══ Exercise materials
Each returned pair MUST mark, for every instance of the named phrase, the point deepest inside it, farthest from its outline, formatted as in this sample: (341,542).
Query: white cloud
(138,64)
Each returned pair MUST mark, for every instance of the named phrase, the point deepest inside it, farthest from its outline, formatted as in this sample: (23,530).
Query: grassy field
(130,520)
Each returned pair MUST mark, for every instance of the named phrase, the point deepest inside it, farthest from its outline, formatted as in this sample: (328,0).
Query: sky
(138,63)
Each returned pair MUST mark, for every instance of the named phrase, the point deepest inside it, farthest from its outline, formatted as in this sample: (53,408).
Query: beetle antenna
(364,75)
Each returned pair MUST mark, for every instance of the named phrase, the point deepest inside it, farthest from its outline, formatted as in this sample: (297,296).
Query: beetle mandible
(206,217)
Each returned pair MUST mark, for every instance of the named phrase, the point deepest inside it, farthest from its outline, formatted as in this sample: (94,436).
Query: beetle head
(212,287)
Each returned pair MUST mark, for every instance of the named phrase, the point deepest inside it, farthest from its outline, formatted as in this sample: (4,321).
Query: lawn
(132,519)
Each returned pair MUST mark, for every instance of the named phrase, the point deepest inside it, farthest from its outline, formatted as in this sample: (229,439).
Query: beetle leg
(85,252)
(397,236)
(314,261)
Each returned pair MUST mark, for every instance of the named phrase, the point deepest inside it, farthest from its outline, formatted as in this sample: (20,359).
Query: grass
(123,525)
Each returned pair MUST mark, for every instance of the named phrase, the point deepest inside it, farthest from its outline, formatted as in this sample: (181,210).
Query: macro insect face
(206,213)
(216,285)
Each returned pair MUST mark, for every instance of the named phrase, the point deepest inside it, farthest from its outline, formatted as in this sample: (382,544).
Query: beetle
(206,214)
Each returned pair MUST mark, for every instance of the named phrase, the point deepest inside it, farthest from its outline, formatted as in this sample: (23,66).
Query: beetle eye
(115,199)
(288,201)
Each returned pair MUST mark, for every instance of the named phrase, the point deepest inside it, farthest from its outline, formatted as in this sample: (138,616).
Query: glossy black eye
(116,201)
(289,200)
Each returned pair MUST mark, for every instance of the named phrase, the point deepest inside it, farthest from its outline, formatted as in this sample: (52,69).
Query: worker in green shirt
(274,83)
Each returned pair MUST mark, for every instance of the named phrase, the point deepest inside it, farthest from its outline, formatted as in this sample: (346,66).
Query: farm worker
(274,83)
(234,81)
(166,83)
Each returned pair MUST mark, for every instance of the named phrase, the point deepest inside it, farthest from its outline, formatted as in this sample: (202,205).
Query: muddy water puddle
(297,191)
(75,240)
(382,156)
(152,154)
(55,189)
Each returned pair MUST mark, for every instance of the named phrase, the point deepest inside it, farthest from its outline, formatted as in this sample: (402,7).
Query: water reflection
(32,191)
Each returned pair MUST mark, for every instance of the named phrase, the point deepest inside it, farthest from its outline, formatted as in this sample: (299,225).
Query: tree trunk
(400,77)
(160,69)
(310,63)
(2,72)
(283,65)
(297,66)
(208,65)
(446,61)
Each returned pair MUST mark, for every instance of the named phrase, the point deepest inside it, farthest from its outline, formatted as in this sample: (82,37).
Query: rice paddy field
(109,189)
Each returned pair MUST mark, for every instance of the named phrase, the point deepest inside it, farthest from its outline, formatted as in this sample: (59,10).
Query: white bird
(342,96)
════
*Directions for this task*
Reproduce the listing above character for character.

*Result of the task*
Each returned pair MUST mark, for every instance of the named phrase, the point deepest inside it, farthest from its outline, formatted as in this sample: (341,542).
Query: white cloud
(138,64)
Each returned pair MUST mark, for every instance of the named phrase, the point deepest inside it, farthest from its outline, formatted as in this sample: (23,530).
Query: grassy field
(130,520)
Each returned pair MUST mark, for every instance of the named phrase, the point deepest inside it, farthest from its outline, formatted as in this sample: (328,0).
Query: sky
(138,63)
Each returned pair MUST mark, for every instance of the named phrase, the point deepest inside it, farthest from its outline, formatted as in this sample: (53,408).
Query: beetle antenna
(364,75)
Each returned pair MUST mark, for every instance of the named phrase, the point deepest inside it, farthest from its outline, formatted as in this sample: (297,296).
Query: beetle mandible
(206,217)
Each returned pair MUST mark, for every instance of the named phrase, the point deepest inside it, farthest from its outline, formatted as in this sample: (94,436).
Query: beetle head
(212,287)
Each returned pair MUST mark, for every instance of the named phrase, the point deepest inside it, farthest from its outline, formatted as in this sample: (4,321).
Query: lawn
(132,519)
Each returned pair MUST mark, for every instance of the named phrase, the point deepest inside it, farthest from its outline, formatted as in this sample: (229,439).
Query: beetle leg
(85,252)
(397,236)
(314,261)
Each returned pair MUST mark, for every instance of the named phrase, the point deepest inside it, farthest from its outline, formatted as in this sample: (20,359).
Query: grass
(123,525)
Each returned pair MUST mark, for every instance of the named phrase, the point deepest inside it, farthest from its outline, formatted as in this sample: (181,210).
Query: macro insect face
(206,213)
(216,285)
Each returned pair MUST mark, for every instance of the named phrase, the point deepest inside it, farthest from its outline, formatted as in this sample: (382,544).
Query: beetle
(206,214)
Each returned pair MUST mark, for every instance of the named phrase, the point deepest inside it, farthest from its outline, formatted as in this sample: (23,66).
Query: beetle eye
(115,199)
(288,201)
Each returned pair MUST mark, for every instance of the named phrase, the point deepest inside it, farthest from its outline, formatted as in this sample: (138,616).
Query: glossy black eye
(116,201)
(289,200)
Each returned pair MUST mark, for every instance of the named phrase, the point deepest inside it, farthest from its outline, formatted as in this sample: (52,69).
Query: worker in green shirt
(274,83)
Each returned pair MUST mark, for every instance of the named phrase, the point deepest inside it, farthest from its outline, formatted as in this sample: (346,66).
Query: farm worker
(274,83)
(234,81)
(166,83)
Each returned pair MUST mark, for every instance of the named phrase, the point deepest inside it, farthest from its outline, formatted as in this sample: (202,205).
Query: muddy water puddle
(297,191)
(75,240)
(382,156)
(152,154)
(55,189)
Each returned pair MUST mark, for every instance of the named phrase, the point deepest inside it, farthest from its outline, formatted as in this sample: (402,7).
Query: water reflection
(32,191)
Each returned pair MUST mark, for every instance of the named phrase, the point deepest inside it, farthest from its outline, formatted as in this sample: (299,225).
Query: tree trunk
(400,77)
(160,69)
(310,63)
(2,72)
(283,65)
(297,66)
(208,65)
(446,61)
Each returned pair MUST mark, for every instance of the named phrase, the point deepest inside it, farthest from its outline, formatted as in this sample: (82,37).
Query: rice paddy field
(109,189)
Each returned pair MUST mark, for every instance of the named phrase, the point deepest inside it, farthest from its outline, formatted as in this sample: (59,10).
Query: white bird
(342,96)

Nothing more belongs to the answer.